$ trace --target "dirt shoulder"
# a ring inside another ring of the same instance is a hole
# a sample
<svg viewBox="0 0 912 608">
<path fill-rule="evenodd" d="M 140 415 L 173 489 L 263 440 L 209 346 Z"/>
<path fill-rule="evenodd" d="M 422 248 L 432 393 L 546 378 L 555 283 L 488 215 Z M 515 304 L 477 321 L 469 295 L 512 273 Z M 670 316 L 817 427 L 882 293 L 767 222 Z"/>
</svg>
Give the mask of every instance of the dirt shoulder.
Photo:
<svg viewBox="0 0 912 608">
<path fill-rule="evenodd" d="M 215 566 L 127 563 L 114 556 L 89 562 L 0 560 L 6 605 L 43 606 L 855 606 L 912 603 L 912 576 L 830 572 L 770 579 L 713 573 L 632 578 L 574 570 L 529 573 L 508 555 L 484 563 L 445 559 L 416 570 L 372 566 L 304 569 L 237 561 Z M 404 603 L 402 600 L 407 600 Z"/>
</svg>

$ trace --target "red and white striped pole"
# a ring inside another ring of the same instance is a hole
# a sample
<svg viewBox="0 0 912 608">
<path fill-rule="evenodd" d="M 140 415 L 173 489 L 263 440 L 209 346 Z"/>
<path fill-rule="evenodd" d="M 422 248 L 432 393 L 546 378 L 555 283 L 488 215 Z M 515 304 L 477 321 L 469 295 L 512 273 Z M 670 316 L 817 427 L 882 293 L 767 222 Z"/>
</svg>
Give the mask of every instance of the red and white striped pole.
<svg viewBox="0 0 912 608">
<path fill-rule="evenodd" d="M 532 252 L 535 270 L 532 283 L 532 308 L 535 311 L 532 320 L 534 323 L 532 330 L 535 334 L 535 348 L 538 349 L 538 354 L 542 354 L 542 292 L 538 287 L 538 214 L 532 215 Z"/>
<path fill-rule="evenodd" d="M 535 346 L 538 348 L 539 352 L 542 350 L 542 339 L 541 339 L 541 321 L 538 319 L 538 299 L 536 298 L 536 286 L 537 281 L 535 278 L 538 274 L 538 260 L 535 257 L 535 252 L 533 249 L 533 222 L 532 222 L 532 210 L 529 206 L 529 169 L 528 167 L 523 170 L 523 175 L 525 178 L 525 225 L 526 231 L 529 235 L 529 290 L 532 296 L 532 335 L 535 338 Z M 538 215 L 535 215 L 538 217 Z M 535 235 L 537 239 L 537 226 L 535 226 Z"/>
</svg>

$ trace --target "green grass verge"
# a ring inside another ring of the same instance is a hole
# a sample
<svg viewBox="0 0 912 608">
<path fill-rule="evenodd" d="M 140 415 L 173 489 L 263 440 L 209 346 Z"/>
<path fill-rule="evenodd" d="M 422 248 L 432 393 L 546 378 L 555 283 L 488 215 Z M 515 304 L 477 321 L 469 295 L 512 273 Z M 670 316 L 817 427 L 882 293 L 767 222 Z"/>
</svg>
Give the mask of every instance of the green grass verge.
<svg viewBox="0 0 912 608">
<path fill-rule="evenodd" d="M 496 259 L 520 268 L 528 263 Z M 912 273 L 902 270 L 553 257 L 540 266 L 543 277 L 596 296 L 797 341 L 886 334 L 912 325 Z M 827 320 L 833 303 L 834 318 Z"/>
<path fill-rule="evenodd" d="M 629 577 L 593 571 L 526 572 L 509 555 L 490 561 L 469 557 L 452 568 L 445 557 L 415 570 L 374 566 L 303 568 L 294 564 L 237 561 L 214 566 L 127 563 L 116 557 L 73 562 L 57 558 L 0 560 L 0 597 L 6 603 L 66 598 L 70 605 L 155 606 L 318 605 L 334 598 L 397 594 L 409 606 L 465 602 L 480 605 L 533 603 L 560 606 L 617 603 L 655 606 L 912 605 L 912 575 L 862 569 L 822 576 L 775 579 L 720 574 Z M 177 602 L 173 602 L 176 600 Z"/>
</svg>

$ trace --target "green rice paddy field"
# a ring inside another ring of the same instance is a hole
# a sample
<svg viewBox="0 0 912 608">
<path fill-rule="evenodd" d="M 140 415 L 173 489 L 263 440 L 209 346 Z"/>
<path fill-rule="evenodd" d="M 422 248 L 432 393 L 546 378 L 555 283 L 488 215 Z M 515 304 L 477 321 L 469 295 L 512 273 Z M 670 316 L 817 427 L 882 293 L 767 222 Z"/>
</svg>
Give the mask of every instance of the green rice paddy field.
———
Goal of the exercise – List every line in the entries above that contains the string "striped".

Worked answer –
$ trace --target "red and white striped pole"
Give the mask of every instance of the red and white striped pole.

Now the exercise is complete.